## Required work
Would you please copy each line below that includes the string "mustache"?

++++

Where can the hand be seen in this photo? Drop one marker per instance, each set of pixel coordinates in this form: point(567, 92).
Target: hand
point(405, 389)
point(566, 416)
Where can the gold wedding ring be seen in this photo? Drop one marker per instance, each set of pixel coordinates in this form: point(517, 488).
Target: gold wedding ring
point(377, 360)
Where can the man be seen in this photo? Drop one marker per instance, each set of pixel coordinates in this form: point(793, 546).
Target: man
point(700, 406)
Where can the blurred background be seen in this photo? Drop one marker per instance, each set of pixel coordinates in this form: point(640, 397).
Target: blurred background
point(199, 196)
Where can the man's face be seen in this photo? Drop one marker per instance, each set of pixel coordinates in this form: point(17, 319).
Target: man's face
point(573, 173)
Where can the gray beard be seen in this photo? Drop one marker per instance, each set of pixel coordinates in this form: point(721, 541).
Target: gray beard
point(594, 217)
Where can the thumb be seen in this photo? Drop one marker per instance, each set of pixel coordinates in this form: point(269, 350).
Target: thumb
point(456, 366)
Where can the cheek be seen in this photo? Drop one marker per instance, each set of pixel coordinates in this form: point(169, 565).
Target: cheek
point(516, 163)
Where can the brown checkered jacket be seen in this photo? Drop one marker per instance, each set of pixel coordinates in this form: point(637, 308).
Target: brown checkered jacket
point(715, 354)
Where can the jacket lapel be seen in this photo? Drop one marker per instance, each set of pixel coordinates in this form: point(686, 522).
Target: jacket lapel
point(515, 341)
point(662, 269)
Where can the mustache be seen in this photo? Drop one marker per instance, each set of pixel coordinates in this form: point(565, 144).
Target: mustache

++++

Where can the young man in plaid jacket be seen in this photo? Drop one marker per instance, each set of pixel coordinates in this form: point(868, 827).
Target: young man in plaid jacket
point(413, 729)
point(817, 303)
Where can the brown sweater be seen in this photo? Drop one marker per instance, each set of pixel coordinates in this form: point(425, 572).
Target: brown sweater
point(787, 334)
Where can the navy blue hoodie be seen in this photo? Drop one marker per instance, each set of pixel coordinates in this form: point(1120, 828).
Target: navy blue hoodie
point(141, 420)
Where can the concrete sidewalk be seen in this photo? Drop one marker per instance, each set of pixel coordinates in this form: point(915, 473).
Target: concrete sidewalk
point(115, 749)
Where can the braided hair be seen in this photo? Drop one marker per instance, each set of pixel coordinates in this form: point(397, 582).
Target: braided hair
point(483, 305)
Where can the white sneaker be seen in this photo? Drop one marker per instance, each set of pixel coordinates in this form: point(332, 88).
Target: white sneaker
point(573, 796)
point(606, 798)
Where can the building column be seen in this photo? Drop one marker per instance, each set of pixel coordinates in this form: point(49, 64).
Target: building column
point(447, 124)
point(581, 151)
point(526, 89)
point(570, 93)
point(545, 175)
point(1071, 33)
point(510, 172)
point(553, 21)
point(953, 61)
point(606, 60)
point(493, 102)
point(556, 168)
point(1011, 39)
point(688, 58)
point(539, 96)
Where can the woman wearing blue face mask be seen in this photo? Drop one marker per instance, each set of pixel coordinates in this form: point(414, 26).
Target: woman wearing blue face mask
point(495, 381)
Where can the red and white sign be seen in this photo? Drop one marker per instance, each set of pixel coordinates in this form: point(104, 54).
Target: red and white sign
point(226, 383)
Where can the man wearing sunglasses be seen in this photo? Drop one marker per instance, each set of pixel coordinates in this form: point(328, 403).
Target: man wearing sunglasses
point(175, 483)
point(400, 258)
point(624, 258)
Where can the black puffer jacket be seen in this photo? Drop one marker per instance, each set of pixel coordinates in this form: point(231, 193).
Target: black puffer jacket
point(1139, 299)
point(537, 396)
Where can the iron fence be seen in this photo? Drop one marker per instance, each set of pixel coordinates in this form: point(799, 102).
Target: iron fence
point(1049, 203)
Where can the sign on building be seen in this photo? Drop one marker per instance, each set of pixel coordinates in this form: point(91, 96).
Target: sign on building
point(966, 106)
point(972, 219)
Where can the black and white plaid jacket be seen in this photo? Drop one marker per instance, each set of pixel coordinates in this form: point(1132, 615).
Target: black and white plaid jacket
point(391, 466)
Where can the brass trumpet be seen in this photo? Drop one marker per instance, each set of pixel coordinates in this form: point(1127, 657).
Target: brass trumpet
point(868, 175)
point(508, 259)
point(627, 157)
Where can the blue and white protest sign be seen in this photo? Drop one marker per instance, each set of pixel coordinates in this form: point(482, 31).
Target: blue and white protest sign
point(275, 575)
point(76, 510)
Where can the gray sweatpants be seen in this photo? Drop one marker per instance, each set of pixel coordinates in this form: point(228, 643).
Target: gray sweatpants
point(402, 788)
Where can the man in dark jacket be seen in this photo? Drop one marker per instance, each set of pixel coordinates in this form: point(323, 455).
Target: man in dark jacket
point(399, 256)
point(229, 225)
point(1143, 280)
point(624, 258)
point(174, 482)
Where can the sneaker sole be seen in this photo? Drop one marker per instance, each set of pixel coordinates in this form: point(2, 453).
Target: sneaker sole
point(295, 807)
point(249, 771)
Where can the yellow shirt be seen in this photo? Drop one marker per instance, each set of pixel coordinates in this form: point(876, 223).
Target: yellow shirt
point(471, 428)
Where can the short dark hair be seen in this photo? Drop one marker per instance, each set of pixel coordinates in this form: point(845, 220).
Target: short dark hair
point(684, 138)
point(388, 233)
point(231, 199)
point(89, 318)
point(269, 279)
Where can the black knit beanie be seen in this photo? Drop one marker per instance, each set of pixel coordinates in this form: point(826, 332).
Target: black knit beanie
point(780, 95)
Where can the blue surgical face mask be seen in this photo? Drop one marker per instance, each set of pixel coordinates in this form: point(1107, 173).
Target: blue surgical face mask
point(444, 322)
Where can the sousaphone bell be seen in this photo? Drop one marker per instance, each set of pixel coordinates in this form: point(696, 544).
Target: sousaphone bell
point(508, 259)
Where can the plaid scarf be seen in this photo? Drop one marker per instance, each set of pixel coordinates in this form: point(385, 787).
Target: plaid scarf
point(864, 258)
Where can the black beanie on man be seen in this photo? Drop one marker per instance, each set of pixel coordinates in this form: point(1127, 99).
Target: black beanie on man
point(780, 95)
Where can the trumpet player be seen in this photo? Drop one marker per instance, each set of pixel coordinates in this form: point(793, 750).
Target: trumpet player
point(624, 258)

++++

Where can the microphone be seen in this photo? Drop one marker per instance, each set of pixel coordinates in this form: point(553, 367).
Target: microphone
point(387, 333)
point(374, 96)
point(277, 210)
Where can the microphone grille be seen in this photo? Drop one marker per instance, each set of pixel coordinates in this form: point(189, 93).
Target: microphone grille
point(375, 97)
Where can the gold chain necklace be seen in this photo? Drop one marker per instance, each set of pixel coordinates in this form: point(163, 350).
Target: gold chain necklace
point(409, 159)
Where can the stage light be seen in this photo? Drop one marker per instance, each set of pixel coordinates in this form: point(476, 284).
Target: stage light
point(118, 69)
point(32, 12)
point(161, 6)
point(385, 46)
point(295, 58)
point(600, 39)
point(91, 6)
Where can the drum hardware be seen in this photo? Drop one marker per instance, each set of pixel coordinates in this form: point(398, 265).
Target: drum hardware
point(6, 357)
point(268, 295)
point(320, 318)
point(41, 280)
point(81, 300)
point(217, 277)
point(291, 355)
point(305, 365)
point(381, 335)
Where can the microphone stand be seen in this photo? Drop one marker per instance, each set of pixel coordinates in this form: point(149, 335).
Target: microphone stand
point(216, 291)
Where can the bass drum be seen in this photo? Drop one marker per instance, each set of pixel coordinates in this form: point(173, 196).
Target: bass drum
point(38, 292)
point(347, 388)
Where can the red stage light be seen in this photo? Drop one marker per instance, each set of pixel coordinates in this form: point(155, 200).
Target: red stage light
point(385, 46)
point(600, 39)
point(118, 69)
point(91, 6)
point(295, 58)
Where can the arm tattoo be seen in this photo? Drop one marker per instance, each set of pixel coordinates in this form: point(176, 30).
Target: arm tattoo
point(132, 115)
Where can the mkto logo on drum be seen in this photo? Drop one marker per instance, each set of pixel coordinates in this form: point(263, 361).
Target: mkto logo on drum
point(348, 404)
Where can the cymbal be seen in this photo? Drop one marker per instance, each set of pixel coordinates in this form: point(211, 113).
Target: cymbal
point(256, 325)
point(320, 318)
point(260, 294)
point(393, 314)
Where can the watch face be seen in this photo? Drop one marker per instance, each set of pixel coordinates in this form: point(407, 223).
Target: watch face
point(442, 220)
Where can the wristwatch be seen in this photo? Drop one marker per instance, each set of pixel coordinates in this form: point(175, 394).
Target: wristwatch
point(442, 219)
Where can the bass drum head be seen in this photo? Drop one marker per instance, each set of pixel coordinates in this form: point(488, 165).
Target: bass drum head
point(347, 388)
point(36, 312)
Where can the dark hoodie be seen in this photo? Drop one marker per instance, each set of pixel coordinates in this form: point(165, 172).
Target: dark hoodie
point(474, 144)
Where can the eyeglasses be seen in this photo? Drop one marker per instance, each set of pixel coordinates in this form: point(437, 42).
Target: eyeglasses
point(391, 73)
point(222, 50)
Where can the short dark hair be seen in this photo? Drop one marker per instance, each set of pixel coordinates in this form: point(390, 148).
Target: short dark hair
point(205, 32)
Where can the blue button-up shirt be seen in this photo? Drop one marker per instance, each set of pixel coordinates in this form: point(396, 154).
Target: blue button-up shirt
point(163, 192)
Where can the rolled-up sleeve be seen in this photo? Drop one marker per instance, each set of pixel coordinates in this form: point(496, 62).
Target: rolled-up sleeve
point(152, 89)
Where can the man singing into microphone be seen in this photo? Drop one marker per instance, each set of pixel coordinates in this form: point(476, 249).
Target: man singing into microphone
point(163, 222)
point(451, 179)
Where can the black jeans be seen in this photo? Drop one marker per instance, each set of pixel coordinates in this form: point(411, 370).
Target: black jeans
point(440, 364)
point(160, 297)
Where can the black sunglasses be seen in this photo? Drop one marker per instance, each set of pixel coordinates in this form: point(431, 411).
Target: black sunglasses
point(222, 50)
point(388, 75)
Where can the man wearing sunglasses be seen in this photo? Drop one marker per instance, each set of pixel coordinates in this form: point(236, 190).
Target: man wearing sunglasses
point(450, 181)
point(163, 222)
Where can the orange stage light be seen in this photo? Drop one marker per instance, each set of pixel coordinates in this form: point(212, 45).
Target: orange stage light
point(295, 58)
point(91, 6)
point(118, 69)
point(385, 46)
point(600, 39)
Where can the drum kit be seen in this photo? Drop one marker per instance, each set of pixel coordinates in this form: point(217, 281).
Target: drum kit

++++

## Expected answer
Where can the mustache be seen in this photo? Drop one marker per instance, each set of pixel coordinates in this form: point(565, 144).
Target: mustache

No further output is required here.